◆ Source text:
== == ==

The Irish and the Atlantic slave trade

Published in 18th-19th Century Social Perspectives, 18th–19th - Century History, Early Modern History (1500–1700), Early Modern History Social Perspectives, Features, Issue 3 (May/Jun 2007), Volume 15

It was the Stuarts who introduced the Irish to the slave trade. Charles II returned to the throne in 1660 at a time when it was becoming clear that sugar plantations were as valuable as gold-mines. The Royal Africa Company (RAC) was established to supply slaves to the British West Indies in order to extend production. Irish names can be found among those working for the RAC. Among the most successful was William Ronan, who worked in West Africa for a decade (1687–97). A Catholic Irishman, he rose to become the chairman of the committee of merchants at Cape Castle in present-day Ghana, his career apparently unhindered by the ascent of William of Orange. In the seventeenth century Europeans saw slaving as respectable and desirable. It was conveniently accepted that Africans sold into slavery by their rulers were prisoners of war, who would otherwise have been slaughtered. Thus export to the Americas offered them prolonged life in a Christian society. It was a century later, when public sensitivities began to change, that such attitudes to the slave trade were called into question.

The French connection: Nantes
In Europe the connection between the Stuarts and Irish slave-traders was not lost with the throne. The defeated James II was conveyed from Ireland to France by Philip Walsh, a Dublin-born merchant, settled in St Malo, who would die on an African voyage. In 1745 Philip Walsh’s son, Antoine, provided Prince Charles Edward Stuart with an armed frigate, on which they sailed together for Scotland in a bid to restore the Jacobite line. Antoine Walsh could afford this political gesture because of the wealth he had made from the slave trade. Nantes (with its close-knit Irish community) had emerged as the kingdom’s chief slaving port, a starting-point for the triangular trade—manufactures for Africa (textiles, brandy and firearms), slaves for the French West Indian colonies (Martinique, Guadeloupe and St Domingue), sugar and tobacco for Europe.

== == ==

(A block of data)
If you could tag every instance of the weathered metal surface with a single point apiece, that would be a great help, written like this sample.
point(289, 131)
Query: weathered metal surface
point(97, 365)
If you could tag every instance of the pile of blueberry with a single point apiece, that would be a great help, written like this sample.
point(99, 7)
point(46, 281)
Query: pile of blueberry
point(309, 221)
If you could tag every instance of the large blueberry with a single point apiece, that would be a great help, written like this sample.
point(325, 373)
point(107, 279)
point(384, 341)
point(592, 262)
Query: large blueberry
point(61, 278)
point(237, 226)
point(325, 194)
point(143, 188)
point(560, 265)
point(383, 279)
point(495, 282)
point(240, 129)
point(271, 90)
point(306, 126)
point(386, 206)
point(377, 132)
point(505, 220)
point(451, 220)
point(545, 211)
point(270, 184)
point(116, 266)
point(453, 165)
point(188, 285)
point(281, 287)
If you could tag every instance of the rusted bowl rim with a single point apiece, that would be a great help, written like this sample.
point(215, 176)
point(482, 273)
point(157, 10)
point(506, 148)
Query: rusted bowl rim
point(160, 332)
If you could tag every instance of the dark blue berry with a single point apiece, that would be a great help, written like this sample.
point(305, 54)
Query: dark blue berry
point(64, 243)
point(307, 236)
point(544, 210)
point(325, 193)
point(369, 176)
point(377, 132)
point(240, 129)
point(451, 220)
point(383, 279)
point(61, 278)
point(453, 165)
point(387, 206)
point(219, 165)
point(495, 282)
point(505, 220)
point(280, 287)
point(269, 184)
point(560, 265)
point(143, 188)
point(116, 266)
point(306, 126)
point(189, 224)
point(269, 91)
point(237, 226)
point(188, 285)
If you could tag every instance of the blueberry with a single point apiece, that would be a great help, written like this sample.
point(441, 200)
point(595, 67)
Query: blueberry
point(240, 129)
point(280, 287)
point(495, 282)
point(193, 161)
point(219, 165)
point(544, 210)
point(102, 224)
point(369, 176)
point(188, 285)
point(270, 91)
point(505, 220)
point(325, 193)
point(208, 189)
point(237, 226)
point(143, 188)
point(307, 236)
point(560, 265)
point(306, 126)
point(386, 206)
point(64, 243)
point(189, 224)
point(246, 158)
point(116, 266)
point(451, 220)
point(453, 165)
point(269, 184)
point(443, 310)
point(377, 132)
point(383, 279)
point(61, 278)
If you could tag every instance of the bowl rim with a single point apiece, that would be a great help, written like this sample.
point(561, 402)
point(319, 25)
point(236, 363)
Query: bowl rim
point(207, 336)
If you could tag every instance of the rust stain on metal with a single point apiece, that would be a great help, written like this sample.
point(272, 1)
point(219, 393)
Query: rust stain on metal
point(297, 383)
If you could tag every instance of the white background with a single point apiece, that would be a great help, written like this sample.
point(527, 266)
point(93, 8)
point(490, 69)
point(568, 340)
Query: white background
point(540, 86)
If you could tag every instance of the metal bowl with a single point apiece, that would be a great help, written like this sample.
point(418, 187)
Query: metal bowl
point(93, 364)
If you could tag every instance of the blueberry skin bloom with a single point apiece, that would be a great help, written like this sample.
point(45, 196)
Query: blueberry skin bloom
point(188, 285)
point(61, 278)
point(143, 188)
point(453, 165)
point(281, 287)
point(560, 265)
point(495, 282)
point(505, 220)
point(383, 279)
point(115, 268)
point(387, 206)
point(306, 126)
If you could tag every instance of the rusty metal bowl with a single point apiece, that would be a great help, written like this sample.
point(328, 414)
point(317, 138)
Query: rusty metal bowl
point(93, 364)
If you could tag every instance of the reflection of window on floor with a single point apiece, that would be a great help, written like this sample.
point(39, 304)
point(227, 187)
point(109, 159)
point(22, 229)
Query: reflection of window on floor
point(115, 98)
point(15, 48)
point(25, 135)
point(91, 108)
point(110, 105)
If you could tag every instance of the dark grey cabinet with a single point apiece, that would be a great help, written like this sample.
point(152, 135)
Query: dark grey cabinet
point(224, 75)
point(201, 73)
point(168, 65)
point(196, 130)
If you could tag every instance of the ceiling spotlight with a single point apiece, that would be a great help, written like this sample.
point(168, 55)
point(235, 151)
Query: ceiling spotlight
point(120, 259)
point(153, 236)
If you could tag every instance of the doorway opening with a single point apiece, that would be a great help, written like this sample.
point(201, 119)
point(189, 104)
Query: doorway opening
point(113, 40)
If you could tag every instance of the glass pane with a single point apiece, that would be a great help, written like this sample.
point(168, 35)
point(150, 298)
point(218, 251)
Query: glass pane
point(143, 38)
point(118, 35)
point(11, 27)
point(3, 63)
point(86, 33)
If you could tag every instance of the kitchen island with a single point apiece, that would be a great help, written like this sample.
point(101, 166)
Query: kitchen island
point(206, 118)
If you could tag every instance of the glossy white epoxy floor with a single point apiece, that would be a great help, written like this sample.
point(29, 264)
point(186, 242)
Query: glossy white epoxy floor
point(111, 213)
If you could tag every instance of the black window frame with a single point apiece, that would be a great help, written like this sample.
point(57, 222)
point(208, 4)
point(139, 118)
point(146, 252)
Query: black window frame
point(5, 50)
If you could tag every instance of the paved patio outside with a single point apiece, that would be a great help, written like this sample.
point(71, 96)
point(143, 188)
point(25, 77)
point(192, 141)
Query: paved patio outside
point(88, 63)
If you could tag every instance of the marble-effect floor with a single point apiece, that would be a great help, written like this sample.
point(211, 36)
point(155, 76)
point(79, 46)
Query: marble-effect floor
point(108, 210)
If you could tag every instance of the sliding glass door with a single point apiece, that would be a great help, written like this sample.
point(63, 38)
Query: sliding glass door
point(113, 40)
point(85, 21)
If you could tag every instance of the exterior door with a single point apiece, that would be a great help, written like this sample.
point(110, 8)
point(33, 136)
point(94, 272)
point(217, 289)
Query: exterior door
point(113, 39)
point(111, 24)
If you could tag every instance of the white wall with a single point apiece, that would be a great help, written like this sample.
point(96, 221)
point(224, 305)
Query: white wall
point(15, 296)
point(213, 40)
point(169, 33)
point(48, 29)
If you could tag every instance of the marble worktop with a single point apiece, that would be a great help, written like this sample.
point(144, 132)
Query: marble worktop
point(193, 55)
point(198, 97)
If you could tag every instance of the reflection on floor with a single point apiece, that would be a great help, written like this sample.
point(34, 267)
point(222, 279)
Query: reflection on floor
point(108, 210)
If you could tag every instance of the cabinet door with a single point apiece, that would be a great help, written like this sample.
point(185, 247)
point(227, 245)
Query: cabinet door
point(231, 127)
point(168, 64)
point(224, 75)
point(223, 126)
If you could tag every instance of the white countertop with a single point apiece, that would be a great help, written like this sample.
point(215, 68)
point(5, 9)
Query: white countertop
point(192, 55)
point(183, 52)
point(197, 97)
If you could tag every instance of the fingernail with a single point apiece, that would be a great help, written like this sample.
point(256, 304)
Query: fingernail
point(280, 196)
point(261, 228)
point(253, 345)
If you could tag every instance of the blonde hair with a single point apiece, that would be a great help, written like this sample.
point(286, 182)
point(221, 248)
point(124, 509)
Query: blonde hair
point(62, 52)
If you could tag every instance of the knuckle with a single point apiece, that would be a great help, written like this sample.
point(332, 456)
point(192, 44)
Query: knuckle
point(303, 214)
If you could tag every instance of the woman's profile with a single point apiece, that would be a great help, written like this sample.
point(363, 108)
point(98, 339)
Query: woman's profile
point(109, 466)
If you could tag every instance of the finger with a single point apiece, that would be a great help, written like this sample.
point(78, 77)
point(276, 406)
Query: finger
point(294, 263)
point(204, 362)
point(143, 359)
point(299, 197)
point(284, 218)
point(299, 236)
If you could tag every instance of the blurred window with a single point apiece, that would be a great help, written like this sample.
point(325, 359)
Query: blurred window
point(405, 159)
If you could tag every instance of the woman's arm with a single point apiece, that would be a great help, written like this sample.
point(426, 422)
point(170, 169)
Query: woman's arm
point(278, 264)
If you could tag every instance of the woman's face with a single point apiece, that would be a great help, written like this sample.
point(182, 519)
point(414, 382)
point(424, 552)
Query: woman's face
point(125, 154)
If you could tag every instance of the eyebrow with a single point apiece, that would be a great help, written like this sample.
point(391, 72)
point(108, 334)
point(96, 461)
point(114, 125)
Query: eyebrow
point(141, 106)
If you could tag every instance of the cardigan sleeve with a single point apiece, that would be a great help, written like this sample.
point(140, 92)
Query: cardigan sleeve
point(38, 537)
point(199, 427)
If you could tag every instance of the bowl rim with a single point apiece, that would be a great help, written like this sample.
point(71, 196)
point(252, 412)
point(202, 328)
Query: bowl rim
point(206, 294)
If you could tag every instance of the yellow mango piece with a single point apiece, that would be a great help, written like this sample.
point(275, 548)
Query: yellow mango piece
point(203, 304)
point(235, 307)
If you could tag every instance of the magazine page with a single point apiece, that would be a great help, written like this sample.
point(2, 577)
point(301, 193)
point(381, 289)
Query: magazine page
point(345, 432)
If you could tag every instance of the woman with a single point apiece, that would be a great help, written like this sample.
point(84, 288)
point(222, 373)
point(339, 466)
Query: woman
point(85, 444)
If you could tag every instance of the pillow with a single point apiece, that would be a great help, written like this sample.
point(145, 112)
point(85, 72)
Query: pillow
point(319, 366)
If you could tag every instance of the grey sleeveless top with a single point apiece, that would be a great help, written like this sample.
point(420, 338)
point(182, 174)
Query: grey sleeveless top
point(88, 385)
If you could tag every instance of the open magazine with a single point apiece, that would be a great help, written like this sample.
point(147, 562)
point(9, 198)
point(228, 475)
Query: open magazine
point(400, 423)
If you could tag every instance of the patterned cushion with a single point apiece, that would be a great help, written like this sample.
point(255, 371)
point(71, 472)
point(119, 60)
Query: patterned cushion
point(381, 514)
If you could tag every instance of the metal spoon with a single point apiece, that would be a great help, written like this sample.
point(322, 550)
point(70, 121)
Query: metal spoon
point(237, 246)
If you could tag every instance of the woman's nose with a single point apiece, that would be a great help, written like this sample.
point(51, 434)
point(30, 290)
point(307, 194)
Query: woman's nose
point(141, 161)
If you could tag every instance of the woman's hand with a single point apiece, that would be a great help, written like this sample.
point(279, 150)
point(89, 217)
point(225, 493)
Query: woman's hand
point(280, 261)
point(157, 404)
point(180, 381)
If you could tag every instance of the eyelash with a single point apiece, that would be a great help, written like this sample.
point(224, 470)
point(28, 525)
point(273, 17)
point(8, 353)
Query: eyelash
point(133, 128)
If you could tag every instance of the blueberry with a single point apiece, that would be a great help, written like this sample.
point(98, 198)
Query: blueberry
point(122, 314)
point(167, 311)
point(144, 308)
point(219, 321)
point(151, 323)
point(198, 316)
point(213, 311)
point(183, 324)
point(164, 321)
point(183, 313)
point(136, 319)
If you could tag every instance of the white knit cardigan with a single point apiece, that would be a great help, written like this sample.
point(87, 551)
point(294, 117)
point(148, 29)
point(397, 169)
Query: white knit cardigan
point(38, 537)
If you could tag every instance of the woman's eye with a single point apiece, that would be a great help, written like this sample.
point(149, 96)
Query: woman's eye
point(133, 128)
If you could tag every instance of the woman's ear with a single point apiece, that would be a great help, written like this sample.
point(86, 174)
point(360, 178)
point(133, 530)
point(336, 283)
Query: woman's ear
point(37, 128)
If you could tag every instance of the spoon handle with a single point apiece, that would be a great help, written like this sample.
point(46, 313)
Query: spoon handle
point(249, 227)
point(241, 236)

== == ==

◆ Written exercise 1: For the article on the Irish and the Atlantic slave trade, state whether each statement below agrees with it, answering yes or no and quoting the deciding words. (a) William Ronan spent ten years working in West Africa. (b) Philip Walsh was born in Nantes. (c) Antoine Walsh and Prince Charles Edward Stuart sailed for Scotland together in 1745.
◆ Written exercise 2: Carry on the article on the Irish and the Atlantic slave trade, picking up after its final sentence.

◆ Final result 1:
(a) Yes: "worked in West Africa for a decade (1687–97)"
(b) No: "a Dublin-born merchant, settled in St Malo"
(c) Yes: "In 1745 Philip Walsh’s son, Antoine, provided Prince Charles Edward Stuart with an armed frigate, on which they sailed together for Scotland"

◆ Final result 2:
Captains and crew did the voyaging; merchants (ship-owners and outfitters/armateurs) stayed at home, funding and organising. Prolonged loading in Africa was the most hazardous part of the operation. The climate was unhealthy and the slaves, still within sight of the shore, were at their most furiously desperate. Fear of revolt, which could be mitigated for the armateur by insurance cover, was rife among captains and crew.
By the early 1730s Antoine Walsh had shifted from slave-ship captain to slave-merchant. He never actually experienced revolt himself but his relatives and employees did. In 1734 L’Aventurier, outfitted by Walsh’s father-in-law Luc Shiell (O’Shiel), spent almost four months on the African coast, moving from port to port in search of slaves. At Whydah the captain went ashore to trade, leaving Barnaby Shiell, Antoine Walsh’s young brother-in-law, in command of a crew largely immobilised by fever and dysentery. The slaves rose, cut the ailing pilot’s throat and locked other invalid whites below hatches. At this point Barnaby Shiell, with five armed sailors, fired on the Africans. In the ensuing slaughter two crew and 40 slaves were killed. The result in commercial terms was the destruction of one-sixth of the cargo. Undeterred by this set-back, Captain J. Shaughnessy determinedly pursued his professional objectives, remaining at Whydah until he was finally able to sail with 480 Africans for St Domingue and Martinique. In the future both Shaughnessy and Barnaby Shiell would act as captains for Antoine Walsh.
After the Jacobite defeat, Walsh turned back to slaving, and immediately one of his ships became the scene of a slave revolt. His ironically named Prince d’Orange reached Whydah and took four and a half months assembling 245 Africans. As the ship got ready to sail, six women, one with a child at the breast, threw themselves overboard and drowned. A month later, off the island of San Thome, the remaining slaves rose and killed the captain and two sailors. The crew threatened to resort to firearms but the Africans took no notice and the result was 36 dead.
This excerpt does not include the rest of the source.